*Your tasks:*
1/ In the recap of The Challenge: USA premiere, shorten the paragraph beginning "Compared to The Amazing Race" while keeping its main facts.
2/ Write the next part of the recap of The Challenge: USA premiere, starting after its final sentence.

*Text excerpt:*
"""

How did The Challenge USA start its season? A recap of the premiere
TJ Lavin, host of The Challenge: USA, during episode 1 of the new CBS reality competition. (Photo by Laura Barisonzi/Paramount)

The Challenge was once a must-watch for me, but over time I lost interest, and then became repulsed by its toxicity.

But the CBS reality star cast of The Challenge: USA—from its winners to the “that person, really?” players—drew me in to the new CBS version, and I liked this considerably better than The Challenge: All Stars’ first episode or any of the MTV seasons I’ve dipped in and out of in recent years.

During “The United States of Challenge,” a 90-minute premiere which followed another toxic show I’m just skipping this year as a viewer because it will never ever change, I went from kinda bored to fully engaged, with periodic frustration over the production’s choices.

Let’s get that out of the way first: The Challenge’s production is—comparatively speaking, and I say this with as much precision as possible—hot garbage. Moving to CBS didn’t change that.

Compared to The Amazing Race, Survivor, and Tough As Nails, its cinematography feels low-rent. The confessionals shot against a green screen look particularly fake, while cameras seem to miss conversations.

While TJ Lavin has his charms and his air horn, he’s still such an awkward host compared to Jeff Probst or Phil Keoghan.

My bad memory and I do, however, love that production provides players with branded shirts with their names on them.

Then there are the challenges.

Survivor plans challenges for months; The Challenge feels like it slaps its together in a few days and never tests them. (I hope they actually do.)

Over its history, MTV’s Challenge has consistently had injuries, DQs, and unfair situations—far more than other shows, which all involve risks, of course. MTV takes this as “proof” of how fucking awesome its signature show is.

Because I can’t imagine anyone wanting to intentionally hurt the contestants, I imagine it’s a budget issue, and that they’re working with more limited resources.

Don’t take my word for it about the shoddy production: Here’s cast member and Survivor winner Tyson Apostol on The Pod Has Spoken offering some shade about how Survivor is far superior behind-the-scenes: “Any other challenge show you can think of, Survivor does it bigger, better, and more proficient, and more professional, than any other crew out there.”

Heh, “challenge show.” Tyson also said the “Survivor challenge team is the best at building, and putting together, and creating sick challenges when they need to.”

Survivor’s challenges certainly have gotten repetitive and stale—if only they’d repeat some of the early season challenges!—and that’s why I think Tough As Nails has the best challenges now.

Anyway, Danny told us his wife told him “come back, don’t die,” which is a few steps closer to the truth than it needs to be.

But speaking of Danny: Wow, is this a great cast, because of both individuals and its mix of people.

"""

*Record extracts:*
"""

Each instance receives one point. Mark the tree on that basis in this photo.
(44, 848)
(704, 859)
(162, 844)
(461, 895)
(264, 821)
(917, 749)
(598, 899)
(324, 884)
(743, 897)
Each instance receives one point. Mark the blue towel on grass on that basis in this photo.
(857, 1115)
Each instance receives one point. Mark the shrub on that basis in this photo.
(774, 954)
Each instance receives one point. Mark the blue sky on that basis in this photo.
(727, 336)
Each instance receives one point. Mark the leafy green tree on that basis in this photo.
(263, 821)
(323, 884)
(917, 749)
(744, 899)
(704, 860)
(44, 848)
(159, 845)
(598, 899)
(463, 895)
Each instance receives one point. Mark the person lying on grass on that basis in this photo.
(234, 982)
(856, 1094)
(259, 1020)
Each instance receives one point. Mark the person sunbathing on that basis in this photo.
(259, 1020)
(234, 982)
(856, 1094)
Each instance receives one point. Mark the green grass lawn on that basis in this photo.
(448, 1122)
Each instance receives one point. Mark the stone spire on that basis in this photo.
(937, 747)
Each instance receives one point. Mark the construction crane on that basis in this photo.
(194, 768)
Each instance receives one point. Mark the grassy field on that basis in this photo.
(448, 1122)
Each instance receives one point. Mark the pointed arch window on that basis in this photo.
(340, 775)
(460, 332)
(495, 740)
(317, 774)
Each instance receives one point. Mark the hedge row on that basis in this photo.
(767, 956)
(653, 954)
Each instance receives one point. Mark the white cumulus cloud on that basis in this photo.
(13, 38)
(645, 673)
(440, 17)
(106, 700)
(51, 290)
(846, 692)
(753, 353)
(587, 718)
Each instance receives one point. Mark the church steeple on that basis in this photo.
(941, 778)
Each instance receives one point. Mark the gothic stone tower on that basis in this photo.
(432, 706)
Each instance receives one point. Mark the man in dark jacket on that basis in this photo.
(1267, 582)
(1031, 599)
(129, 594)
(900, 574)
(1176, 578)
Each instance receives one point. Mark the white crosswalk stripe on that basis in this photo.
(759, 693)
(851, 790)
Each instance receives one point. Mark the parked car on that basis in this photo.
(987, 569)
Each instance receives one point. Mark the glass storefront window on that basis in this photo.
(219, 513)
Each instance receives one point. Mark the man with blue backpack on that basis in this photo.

"""

*Solved problems:*
1/ Next to The Amazing Race, Survivor, and Tough As Nails, the show's cinematography looks cheap: green-screen confessionals seem fake, and cameras appear to miss conversations.

2/
It’s odd, in a good way, to see CBS reality stars—including winners like Sarah Lacina, Tyson Apostol, James Wallington—in this MTV show context.

In the premiere, we didn’t get to meet them while they’re doing something—building a shelter, waiting at an airport—but instead while they hung around the warehouse house.

It was 16 full minutes before a challenge showed up on The Challenge—and it’s a version of a challenge from The Mole season 2.

There were fragments of information. Xavier insisted he wasn’t part of The Cookout alliance, which is a curious choice, since he’s there with three of the Cookout members.

Shan said something that seemed to respond to the criticism she’s gotten from Survivor: “When I play Uno, when I play Monopoly, I’m not playing as a pastor, I’m playing as Shan, a person who’s competitive.”

Was that mingling and sharing exciting to watch? Eh. But it got better.

The Challenge: USA contestants—from Survivor, Big Brother, Amazing Race, and Love Island—wait to compete in the first challenge, Down to Do the Math
The Challenge: USA contestants—from Survivor, Big Brother, Amazing Race, and Love Island—wait to compete in the first challenge, Down to Do the Math. (Photo by Laura Barisonzi/Paramount)

The format for the season is simple: Each player starts with $1,000 and has to earn $5,000 to even compete in the final challenge. They can earn money by winning challenges or elimination face-offs.

The ultimate prize is $500,000 and a spot on the Paramount+ global Challenge series. I’m assuming there will be multiple winners and/or people who win their way onto that show.

The first challenge took place on the side of a building in Buenos Aires, Argentina, which is hosting this season.

It was called “Down to Do the Math,” and if you’ve seen The Mole 2, then you’ve seen a version of this challenge. As is true with nearly everything else, The Mole did it better.

The players paired up, which started getting interesting, as people with preexisting relationships (Danny and Shan, Cashel and Kyra) and people from different shows (Angela and Tyson) created mini-alliances.

Together, each pair had to rappel down the side of a building, past numbers and mathematical symbols, and do the math as they descended. They had three chances to identify the answer; if they got it wrong, they had to run 22 flights of stairs back up and rappel again.

Each player in the fastest team won $5,000 for winning, meaning they’re already in the final after episode one, which is like getting to the final Tribal Council after finding an idol, oh shit I just gave Jeff Probst another bad idea.

They also won the ability to be HOH and pick who’d go into elimination with the slowest team.

While I’m sure this was a tough challenge, between the heights and the math and climbing stairs, there was nothing visually interesting about it. The editors just showed us the equations, and while the players had to turn large gears to indicate the correct answer, they could have just as easily said the number and it would have not been any different.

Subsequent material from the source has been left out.